Point annotation entries for images:

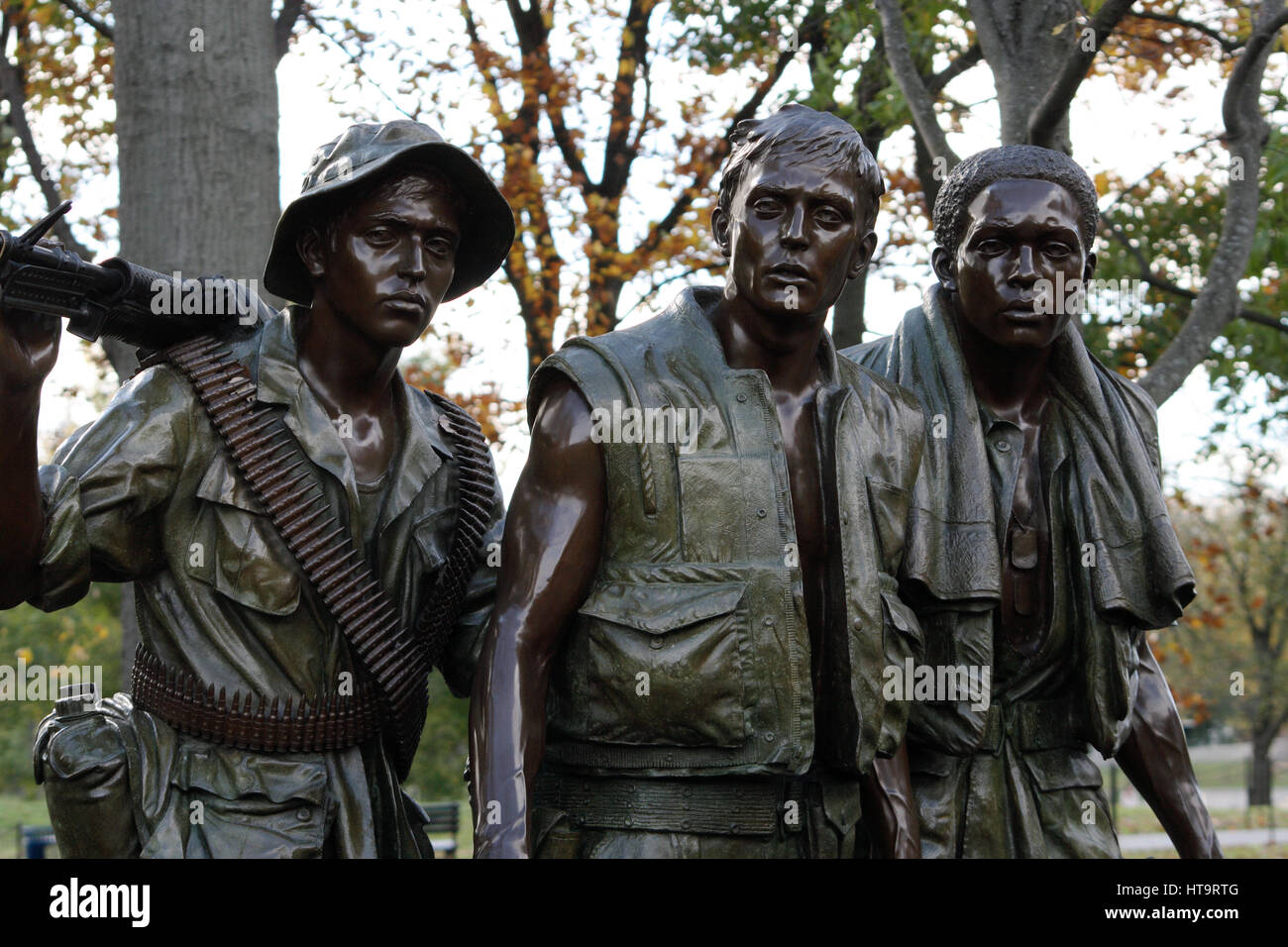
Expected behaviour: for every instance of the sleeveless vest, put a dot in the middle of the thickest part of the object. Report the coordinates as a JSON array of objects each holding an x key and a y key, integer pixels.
[{"x": 692, "y": 655}]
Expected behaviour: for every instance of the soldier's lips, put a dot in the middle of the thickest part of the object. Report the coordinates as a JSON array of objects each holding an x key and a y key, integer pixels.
[
  {"x": 794, "y": 277},
  {"x": 415, "y": 307}
]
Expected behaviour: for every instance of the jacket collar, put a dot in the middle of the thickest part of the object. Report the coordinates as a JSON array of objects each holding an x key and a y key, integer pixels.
[
  {"x": 273, "y": 364},
  {"x": 697, "y": 305}
]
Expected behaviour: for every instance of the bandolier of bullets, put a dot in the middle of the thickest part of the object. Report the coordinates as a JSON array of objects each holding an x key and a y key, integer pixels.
[
  {"x": 270, "y": 462},
  {"x": 249, "y": 722},
  {"x": 476, "y": 488}
]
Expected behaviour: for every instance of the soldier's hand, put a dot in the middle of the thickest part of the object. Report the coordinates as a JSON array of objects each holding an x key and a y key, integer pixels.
[
  {"x": 29, "y": 344},
  {"x": 29, "y": 348}
]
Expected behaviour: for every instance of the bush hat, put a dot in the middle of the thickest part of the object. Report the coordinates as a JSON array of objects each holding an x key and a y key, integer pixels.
[{"x": 366, "y": 151}]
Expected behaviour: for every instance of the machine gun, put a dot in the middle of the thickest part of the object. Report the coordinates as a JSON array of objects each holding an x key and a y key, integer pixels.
[{"x": 117, "y": 298}]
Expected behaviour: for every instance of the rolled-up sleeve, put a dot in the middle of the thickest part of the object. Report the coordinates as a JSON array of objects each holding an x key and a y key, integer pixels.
[
  {"x": 462, "y": 655},
  {"x": 107, "y": 489}
]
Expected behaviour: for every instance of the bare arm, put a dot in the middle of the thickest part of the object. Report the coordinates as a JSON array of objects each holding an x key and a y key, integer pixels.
[
  {"x": 889, "y": 808},
  {"x": 549, "y": 557},
  {"x": 1158, "y": 764},
  {"x": 29, "y": 348}
]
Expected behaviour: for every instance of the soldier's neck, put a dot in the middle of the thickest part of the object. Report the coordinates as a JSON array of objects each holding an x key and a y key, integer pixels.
[
  {"x": 786, "y": 350},
  {"x": 343, "y": 368},
  {"x": 1012, "y": 381}
]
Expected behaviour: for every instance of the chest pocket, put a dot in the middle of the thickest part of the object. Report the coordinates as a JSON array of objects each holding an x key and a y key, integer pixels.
[
  {"x": 666, "y": 664},
  {"x": 235, "y": 545},
  {"x": 889, "y": 505}
]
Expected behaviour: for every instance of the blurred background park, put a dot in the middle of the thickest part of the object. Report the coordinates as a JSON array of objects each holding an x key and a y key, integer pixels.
[{"x": 180, "y": 128}]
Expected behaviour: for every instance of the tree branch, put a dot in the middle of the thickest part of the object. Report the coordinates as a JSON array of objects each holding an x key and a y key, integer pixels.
[
  {"x": 914, "y": 93},
  {"x": 1149, "y": 275},
  {"x": 1245, "y": 136},
  {"x": 717, "y": 155},
  {"x": 634, "y": 48},
  {"x": 85, "y": 16},
  {"x": 966, "y": 60},
  {"x": 1227, "y": 44},
  {"x": 1055, "y": 105},
  {"x": 1237, "y": 103},
  {"x": 284, "y": 25}
]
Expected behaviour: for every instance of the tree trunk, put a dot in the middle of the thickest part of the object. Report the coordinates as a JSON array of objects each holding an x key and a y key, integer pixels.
[
  {"x": 196, "y": 105},
  {"x": 848, "y": 324},
  {"x": 1260, "y": 776},
  {"x": 1022, "y": 52}
]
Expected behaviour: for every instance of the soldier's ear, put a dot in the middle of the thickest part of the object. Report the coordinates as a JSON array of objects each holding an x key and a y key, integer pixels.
[
  {"x": 945, "y": 268},
  {"x": 720, "y": 228},
  {"x": 862, "y": 256},
  {"x": 309, "y": 248}
]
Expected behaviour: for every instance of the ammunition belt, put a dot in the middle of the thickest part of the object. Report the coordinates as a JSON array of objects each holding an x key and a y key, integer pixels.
[
  {"x": 700, "y": 805},
  {"x": 279, "y": 475},
  {"x": 248, "y": 722},
  {"x": 475, "y": 497}
]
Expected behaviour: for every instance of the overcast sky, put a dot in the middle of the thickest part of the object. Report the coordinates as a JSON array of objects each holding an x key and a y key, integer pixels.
[{"x": 1111, "y": 132}]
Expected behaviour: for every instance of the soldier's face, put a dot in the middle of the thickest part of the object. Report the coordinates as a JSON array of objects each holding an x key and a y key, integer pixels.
[
  {"x": 390, "y": 263},
  {"x": 794, "y": 236},
  {"x": 1018, "y": 263}
]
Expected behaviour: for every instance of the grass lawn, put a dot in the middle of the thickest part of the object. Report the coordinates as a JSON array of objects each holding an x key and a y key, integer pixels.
[
  {"x": 20, "y": 809},
  {"x": 31, "y": 810}
]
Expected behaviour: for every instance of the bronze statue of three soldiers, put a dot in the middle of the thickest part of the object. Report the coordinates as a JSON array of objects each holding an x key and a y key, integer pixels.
[{"x": 686, "y": 648}]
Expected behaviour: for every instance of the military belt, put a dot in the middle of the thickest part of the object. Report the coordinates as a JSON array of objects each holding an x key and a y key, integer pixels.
[
  {"x": 249, "y": 722},
  {"x": 397, "y": 659},
  {"x": 1033, "y": 725},
  {"x": 700, "y": 805}
]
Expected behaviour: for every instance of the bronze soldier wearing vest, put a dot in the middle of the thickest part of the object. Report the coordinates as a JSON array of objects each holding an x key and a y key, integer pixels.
[
  {"x": 698, "y": 579},
  {"x": 1039, "y": 539}
]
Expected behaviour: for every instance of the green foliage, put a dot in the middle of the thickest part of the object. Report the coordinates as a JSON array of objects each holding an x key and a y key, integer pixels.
[
  {"x": 1173, "y": 222},
  {"x": 1227, "y": 659},
  {"x": 89, "y": 633},
  {"x": 437, "y": 774}
]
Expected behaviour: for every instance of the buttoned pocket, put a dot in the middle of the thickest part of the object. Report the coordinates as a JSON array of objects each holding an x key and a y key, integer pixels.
[
  {"x": 666, "y": 664},
  {"x": 237, "y": 549},
  {"x": 250, "y": 805},
  {"x": 889, "y": 506}
]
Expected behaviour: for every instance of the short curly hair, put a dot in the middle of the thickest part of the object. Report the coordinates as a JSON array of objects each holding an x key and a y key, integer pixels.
[
  {"x": 1012, "y": 162},
  {"x": 802, "y": 132}
]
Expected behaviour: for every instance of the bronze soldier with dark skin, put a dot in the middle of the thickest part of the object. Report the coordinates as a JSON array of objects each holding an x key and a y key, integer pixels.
[
  {"x": 376, "y": 292},
  {"x": 1000, "y": 303},
  {"x": 1021, "y": 232},
  {"x": 794, "y": 236}
]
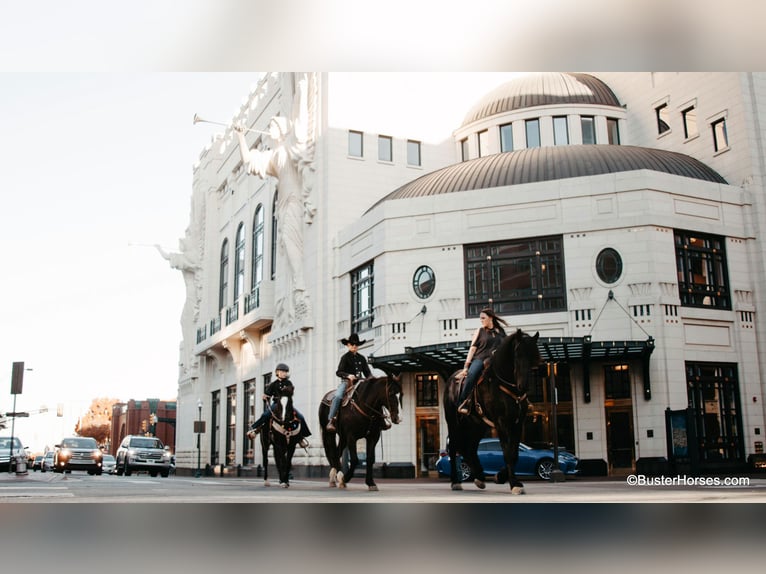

» **What the exercise asks**:
Output every one of the rows above verbatim, leaving the pictures out.

» **Reply to the task**:
Expected behaviour: for every instance of the sleeveless vest, put a dot in the middle of the thickest part of the object. Report the coordinates as a JSON array of objects each holding an x key and a y key, integer pixels.
[{"x": 692, "y": 655}]
Expected behaviour: for every instance of the soldier's lips, put a dot in the middle of the thickest part of the object. Report the coordinates as a JSON array of objects each holding an x key and a y key, integer pixels.
[
  {"x": 794, "y": 277},
  {"x": 415, "y": 307}
]
Expected behaviour: for every instance of the jacket collar, put a dot in the middle of the thickest part of the object. Report the coordinates as a JSON array of objects each holding an x key and a y key, integer pixels.
[
  {"x": 273, "y": 364},
  {"x": 697, "y": 305}
]
Expected behaviour: for every instance of the bandolier of bullets, put a dot in the middle of the thickest part of the object. Report the coordinates as a JSON array of objects each holding an x key and a y key, integer pixels.
[
  {"x": 270, "y": 462},
  {"x": 249, "y": 722},
  {"x": 476, "y": 488}
]
Expected behaviour: for every instance of the soldier's hand, put a dot in the middle of the thickest part of the object. Report the coordinates as a JSON array of objects each holding an x key and a y key, integer pixels.
[
  {"x": 29, "y": 344},
  {"x": 29, "y": 348}
]
Expected behaviour: for every instance of the bush hat, put a dot in the middle of the thickest part of the object. Report the coordinates as a JSON array of objects each holding an x key and a y key, integer pixels.
[{"x": 366, "y": 151}]
Expected behaviour: for every instance of the machine gun, put a dot in the middle of the thickest part of the object. Report the coordinates as a JSON array of objects each holding an x key and a y key, integer pixels.
[{"x": 117, "y": 298}]
Expected behaviour: for every instance of the rolled-up sleeve, put a dot in the middle of the thickest part of the object. Report the coordinates as a JSON array of objects each holding an x key and a y key, integer pixels.
[
  {"x": 462, "y": 655},
  {"x": 107, "y": 489}
]
Expected behaviour: for every instance of the bare arm, put a dot in the middle of the thickest part of the object. Report the coordinates as a JSON array of objects each holding an x key and a y key, integer pixels.
[
  {"x": 889, "y": 808},
  {"x": 549, "y": 557},
  {"x": 1158, "y": 764},
  {"x": 29, "y": 348}
]
Expected behaviour: for every instance of the soldier's neck, put a dot in the middle of the thickest part of the object. Report the coordinates as a JSON array of objects each holding an x key and a y key, integer pixels.
[
  {"x": 786, "y": 350},
  {"x": 343, "y": 368},
  {"x": 1012, "y": 381}
]
Expected behaviour: for every instance of the chest pocket, put a dot in the middle of the thickest part of the object. Report the coordinates as a JSON array of objects each holding an x key and a y key, integer pixels.
[
  {"x": 666, "y": 664},
  {"x": 235, "y": 545},
  {"x": 889, "y": 505}
]
Expected behaviour: for every instance of the blurred background park, put a dot in the middle of the thickest part of the object. Report the coordinates as a JSON array of objects each holding an x key and a y key, integer pixels.
[{"x": 180, "y": 128}]
Expected behaviour: for every instance of the tree branch, put a dot in the middle of the thickest part of the object. Report the coordinates as a JSON array of objects each holding an x key and a y key, integer pixels.
[
  {"x": 914, "y": 93},
  {"x": 1149, "y": 275},
  {"x": 1245, "y": 136},
  {"x": 717, "y": 155},
  {"x": 634, "y": 48},
  {"x": 85, "y": 16},
  {"x": 966, "y": 60},
  {"x": 1227, "y": 44},
  {"x": 1055, "y": 105},
  {"x": 1237, "y": 103},
  {"x": 284, "y": 25}
]
Expected behaviour: for every instance of the tree trunk, put a dot in the middle of the thickest part of the object. Report the coordinates as a JSON array of objects each holding an x key and a y key, integer pixels.
[
  {"x": 196, "y": 105},
  {"x": 848, "y": 324},
  {"x": 1260, "y": 776},
  {"x": 1022, "y": 52}
]
Expected behaviour: for every instance of the soldier's ear, put a dot in the middle of the thickest part of the object. Report the coordinates as a JSON array of objects each holding an x key and a y key, integer pixels.
[
  {"x": 945, "y": 268},
  {"x": 720, "y": 228},
  {"x": 862, "y": 256},
  {"x": 309, "y": 248}
]
Expected behaviour: for every instance of the ammunition belt, put a dot in the middle of the thickest part of the object. Report the coordinates as a JSON array of objects each holding an x key and a y key, integer pixels.
[
  {"x": 700, "y": 805},
  {"x": 279, "y": 475},
  {"x": 248, "y": 722},
  {"x": 475, "y": 497}
]
Expected behaviour: for every instance of the overcast sky, put a dot in the middle of the thickest part of the object. Report the coordinates as a JSON array of objects each holding an x key and a y key, integer pixels.
[{"x": 1111, "y": 132}]
Expected behaviour: for every instance of the soldier's face, put a dot in the middle of the thickest part of the object. Report the coordinates as a JSON array of objects each holding an x key and a y key, integer pixels.
[
  {"x": 390, "y": 263},
  {"x": 794, "y": 236},
  {"x": 1018, "y": 263}
]
Expected behaviour: for every instance of the grass lawn, put a dot in the middle of the thickest part of the object. Report the coordinates as a JSON array of objects each holding an x key and a y key, integer pixels.
[
  {"x": 20, "y": 809},
  {"x": 31, "y": 810}
]
Expected behaviour: for every instance of the bronze statue of three soldiers, put a dot in the middle of the thickest part of the object. Report the coordinates as a JSON array of objects each holding an x key and a y key, integer pixels.
[{"x": 686, "y": 648}]
Expected behaviour: for every instance of the military belt, put a dot in the middle of the thickest part of the object. Report the coordinates as a JSON array of objects each holding an x key and a y key, integer pixels.
[
  {"x": 249, "y": 722},
  {"x": 397, "y": 659},
  {"x": 1033, "y": 725},
  {"x": 700, "y": 805}
]
Expected behaviour: for every instance of the bronze soldier wearing vest, put a dot in the middle of the thickest part of the object. Report the coordinates as a JSON array of objects each holding an x key and a y key, integer pixels.
[
  {"x": 698, "y": 579},
  {"x": 1039, "y": 539}
]
Expected behaviour: for every instance of the green foliage, put a dot in the middle of the thickest part of the object. Report the coordinates as a JSON array of objects each holding an x key and a y key, integer pixels.
[
  {"x": 1173, "y": 222},
  {"x": 1227, "y": 659},
  {"x": 89, "y": 633},
  {"x": 437, "y": 774}
]
Expected behaviour: for every instance of the buttoned pocket, put a dot in the middle of the thickest part of the object. Report the coordinates as a JSON array of objects each holding an x key and a y key, integer pixels.
[
  {"x": 666, "y": 664},
  {"x": 237, "y": 549},
  {"x": 250, "y": 805},
  {"x": 889, "y": 506}
]
Expected behaviour: for every instance of the short curly hair, put a dot in the middle of the thickest part of the object. Report the coordinates as a JSON array of objects each holding an x key and a y key, integer pixels.
[
  {"x": 1012, "y": 162},
  {"x": 802, "y": 132}
]
Expected behaviour: for every instance of the bronze soldier with dark skin, put a dot in the middle of the thickest part of the object. Report the coordinates as a JSON array of objects each holding an x key and a y key, integer pixels.
[
  {"x": 376, "y": 292},
  {"x": 1000, "y": 303},
  {"x": 1021, "y": 232},
  {"x": 794, "y": 236}
]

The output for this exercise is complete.